### [Texto dado]
----------

Ahora bien, el proceso de la colonización de la región del Sarare, y el consecuente establecimiento de dinámicas de poblamiento basadas en la tumba del monte, la fundación, la apropiación de tierras consideradas como baldíos de la nación y la paulatina urbanización, que fueron contribuyendo al desarrollo territorial del departamento de Arauca, constituyen en su conjunto todo un proceso social de producción del territorio, definido por las dinámicas autogestionarias basadas en lazos de colaboración y solidaridad, mientras que el Estado se mantiene, en cierto modo, ausente.

Así, se fueron consolidando,

dos núcleos de crecimiento demográfico y económico de importancia: Arauca, la capital, en pleno llano y Saravena, en el piedemonte, sobre la selva del Sarare. Entre estos municipios se ha dado una suerte de complementariedad y competencia por el liderazgo político y económico. (Gutiérrez, 2010, p. 9)

En este sentido, vale la pena considerar que la fragmentación que ha hecho de Arauca una zona de frontera en las dos perspectivas vistas, ha generado también una fragmentación institucional, que han provocado “divergencias profundas […] sobre la manera como se concibe, se interpreta y se aplican las normas. Esto es particularmente notorio en los órganos encargados de mantener el orden público” (García, 2008, p. 38).

----------

### [Objetivo 1]
Responde estas preguntas sobre el texto de la colonización del Sarare:
(a) ¿Cuáles son los dos núcleos de crecimiento demográfico y económico que se fueron consolidando?
(b) ¿En qué lazos se basan las dinámicas autogestionarias?
(c) ¿En qué órganos es particularmente notoria la divergencia sobre cómo se aplican las normas?

Registros de un conjunto de anotaciones por puntos
----------

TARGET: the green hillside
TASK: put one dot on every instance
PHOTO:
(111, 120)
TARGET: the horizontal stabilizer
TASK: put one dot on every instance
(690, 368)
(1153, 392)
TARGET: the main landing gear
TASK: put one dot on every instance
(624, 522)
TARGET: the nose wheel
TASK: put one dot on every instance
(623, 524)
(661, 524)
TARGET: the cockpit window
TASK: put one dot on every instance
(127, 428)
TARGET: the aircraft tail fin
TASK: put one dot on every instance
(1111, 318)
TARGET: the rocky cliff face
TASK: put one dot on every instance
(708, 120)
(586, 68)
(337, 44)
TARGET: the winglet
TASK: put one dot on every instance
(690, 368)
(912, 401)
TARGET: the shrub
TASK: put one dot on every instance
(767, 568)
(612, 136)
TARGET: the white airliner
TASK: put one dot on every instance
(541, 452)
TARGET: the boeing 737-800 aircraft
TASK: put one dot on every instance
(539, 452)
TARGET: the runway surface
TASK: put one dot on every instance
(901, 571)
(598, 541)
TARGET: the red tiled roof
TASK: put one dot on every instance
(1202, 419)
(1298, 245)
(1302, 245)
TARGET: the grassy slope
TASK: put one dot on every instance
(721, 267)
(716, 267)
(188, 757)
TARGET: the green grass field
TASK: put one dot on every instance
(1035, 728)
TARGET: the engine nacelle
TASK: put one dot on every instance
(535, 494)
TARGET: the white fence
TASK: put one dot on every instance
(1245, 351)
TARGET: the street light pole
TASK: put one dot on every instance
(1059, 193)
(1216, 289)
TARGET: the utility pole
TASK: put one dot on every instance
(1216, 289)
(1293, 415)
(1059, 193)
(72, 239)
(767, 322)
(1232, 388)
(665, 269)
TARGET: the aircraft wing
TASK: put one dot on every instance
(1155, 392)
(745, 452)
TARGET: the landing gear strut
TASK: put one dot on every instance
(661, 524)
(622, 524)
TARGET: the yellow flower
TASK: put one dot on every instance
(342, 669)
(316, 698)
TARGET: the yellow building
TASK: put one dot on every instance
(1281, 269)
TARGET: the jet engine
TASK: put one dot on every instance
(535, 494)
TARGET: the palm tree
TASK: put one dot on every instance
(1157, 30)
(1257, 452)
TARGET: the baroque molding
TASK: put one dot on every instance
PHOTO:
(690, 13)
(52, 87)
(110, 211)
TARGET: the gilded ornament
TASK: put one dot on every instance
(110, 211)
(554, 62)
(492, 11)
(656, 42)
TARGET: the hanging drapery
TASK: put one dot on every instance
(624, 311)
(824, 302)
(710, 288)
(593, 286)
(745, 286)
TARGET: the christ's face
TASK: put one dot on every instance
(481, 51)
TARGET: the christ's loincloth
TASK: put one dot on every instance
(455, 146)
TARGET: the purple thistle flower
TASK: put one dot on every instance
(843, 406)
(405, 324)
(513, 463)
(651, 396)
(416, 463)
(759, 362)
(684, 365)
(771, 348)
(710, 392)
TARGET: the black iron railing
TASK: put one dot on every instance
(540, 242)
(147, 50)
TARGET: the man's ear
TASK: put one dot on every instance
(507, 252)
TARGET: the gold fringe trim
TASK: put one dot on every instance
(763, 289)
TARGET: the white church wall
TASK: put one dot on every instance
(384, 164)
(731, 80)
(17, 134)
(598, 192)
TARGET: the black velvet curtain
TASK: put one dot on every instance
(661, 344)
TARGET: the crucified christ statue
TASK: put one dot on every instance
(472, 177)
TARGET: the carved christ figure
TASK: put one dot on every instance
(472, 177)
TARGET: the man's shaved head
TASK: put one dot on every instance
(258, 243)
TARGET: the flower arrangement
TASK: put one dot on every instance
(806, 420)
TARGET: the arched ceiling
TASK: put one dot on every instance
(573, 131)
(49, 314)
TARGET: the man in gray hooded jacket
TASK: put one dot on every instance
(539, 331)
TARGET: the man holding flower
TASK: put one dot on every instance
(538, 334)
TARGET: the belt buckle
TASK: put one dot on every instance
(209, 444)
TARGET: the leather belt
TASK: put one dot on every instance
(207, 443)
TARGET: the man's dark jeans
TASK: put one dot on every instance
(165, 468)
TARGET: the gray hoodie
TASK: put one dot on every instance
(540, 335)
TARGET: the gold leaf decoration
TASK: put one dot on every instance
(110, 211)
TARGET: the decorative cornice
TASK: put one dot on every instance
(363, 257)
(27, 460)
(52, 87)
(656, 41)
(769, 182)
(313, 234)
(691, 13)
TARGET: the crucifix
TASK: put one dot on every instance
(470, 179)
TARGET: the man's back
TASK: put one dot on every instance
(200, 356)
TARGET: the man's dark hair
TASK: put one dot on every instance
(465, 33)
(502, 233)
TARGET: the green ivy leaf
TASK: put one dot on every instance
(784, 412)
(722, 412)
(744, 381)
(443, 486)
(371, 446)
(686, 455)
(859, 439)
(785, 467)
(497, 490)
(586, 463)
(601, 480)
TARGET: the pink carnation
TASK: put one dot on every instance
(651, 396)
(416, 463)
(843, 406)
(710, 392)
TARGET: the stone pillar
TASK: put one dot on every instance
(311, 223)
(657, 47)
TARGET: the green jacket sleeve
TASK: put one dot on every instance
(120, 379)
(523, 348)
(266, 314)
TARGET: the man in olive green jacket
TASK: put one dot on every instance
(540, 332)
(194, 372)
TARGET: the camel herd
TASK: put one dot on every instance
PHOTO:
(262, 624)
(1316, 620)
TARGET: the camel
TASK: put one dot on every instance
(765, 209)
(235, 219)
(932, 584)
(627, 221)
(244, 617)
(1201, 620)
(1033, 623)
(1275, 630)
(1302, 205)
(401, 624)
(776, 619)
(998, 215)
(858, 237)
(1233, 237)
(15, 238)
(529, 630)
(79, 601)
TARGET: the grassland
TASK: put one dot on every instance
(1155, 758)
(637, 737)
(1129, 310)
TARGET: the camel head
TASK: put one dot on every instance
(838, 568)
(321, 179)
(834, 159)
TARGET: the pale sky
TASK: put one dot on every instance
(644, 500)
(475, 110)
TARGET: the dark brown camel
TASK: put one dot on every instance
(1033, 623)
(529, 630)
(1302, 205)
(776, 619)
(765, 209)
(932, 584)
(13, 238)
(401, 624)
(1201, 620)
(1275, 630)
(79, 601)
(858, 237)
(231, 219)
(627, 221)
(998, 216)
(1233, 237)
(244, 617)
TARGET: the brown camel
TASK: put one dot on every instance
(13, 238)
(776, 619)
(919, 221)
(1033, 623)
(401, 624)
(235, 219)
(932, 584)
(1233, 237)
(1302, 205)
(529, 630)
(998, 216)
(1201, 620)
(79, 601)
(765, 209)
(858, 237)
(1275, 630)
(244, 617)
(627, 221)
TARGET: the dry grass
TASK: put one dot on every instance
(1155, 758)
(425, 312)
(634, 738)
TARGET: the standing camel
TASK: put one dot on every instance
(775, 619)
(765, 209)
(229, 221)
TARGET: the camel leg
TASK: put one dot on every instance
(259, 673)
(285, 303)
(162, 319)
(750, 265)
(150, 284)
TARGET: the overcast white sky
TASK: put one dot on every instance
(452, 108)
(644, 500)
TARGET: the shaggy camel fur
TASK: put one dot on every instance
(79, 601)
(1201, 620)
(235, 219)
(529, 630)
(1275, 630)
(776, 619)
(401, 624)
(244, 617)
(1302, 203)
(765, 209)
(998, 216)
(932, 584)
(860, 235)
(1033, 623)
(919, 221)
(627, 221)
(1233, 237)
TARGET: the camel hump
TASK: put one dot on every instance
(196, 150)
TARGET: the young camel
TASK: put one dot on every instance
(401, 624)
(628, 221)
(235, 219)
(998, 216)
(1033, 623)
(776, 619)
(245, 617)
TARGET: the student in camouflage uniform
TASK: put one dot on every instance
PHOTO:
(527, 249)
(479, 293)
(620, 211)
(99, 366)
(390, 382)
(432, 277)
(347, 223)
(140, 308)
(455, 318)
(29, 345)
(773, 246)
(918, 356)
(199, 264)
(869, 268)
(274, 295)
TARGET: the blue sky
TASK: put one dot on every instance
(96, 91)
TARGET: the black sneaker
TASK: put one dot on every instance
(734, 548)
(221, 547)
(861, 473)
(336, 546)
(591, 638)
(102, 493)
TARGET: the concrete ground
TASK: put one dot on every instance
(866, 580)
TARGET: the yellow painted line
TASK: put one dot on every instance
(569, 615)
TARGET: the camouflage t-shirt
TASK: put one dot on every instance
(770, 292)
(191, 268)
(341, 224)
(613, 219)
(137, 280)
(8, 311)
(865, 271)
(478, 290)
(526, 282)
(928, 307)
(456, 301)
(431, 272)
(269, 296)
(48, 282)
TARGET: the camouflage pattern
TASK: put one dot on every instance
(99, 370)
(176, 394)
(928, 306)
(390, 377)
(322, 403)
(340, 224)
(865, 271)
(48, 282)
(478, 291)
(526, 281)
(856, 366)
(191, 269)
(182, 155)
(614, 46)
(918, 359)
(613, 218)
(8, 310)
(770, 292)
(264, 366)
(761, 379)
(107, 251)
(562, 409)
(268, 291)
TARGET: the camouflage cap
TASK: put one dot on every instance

----------

### [Objetivo 2]
Pon como tabla Markdown, con las columnas Número y Línea, solo las líneas de los registros que van desde la que contiene "TARGET: the concrete ground" hasta el final de los registros, ambas incluidas. Deja fuera las líneas en blanco.

### [Solución 1]
(a) Arauca, la capital, en pleno llano, y Saravena, en el piedemonte, sobre la selva del Sarare.
(b) En lazos de colaboración y solidaridad.
(c) En los órganos encargados de mantener el orden público.

### [Solución 2]
| Número | Línea |
|---|---|
| 1 | TARGET: the concrete ground |
| 2 | TASK: put one dot on every instance |
| 3 | (866, 580) |
| 4 | TARGET: the yellow painted line |
| 5 | TASK: put one dot on every instance |
| 6 | (569, 615) |
| 7 | TARGET: the camouflage t-shirt |
| 8 | TASK: put one dot on every instance |
| 9 | (770, 292) |
| 10 | (191, 268) |
| 11 | (341, 224) |
| 12 | (613, 219) |
| 13 | (137, 280) |
| 14 | (8, 311) |
| 15 | (865, 271) |
| 16 | (478, 290) |
| 17 | (526, 282) |
| 18 | (928, 307) |
| 19 | (456, 301) |
| 20 | (431, 272) |
| 21 | (269, 296) |
| 22 | (48, 282) |
| 23 | TARGET: the camouflage pattern |
| 24 | TASK: put one dot on every instance |
| 25 | (99, 370) |
| 26 | (176, 394) |
| 27 | (928, 306) |
| 28 | (390, 377) |
| 29 | (322, 403) |
| 30 | (340, 224) |
| 31 | (865, 271) |
| 32 | (48, 282) |
| 33 | (478, 291) |
| 34 | (526, 281) |
| 35 | (856, 366) |
| 36 | (191, 269) |
| 37 | (182, 155) |
| 38 | (614, 46) |
| 39 | (918, 359) |
| 40 | (613, 218) |
| 41 | (8, 310) |
| 42 | (770, 292) |
| 43 | (264, 366) |
| 44 | (761, 379) |
| 45 | (107, 251) |
| 46 | (562, 409) |
| 47 | (268, 291) |
| 48 | TARGET: the camouflage cap |
| 49 | TASK: put one dot on every instance |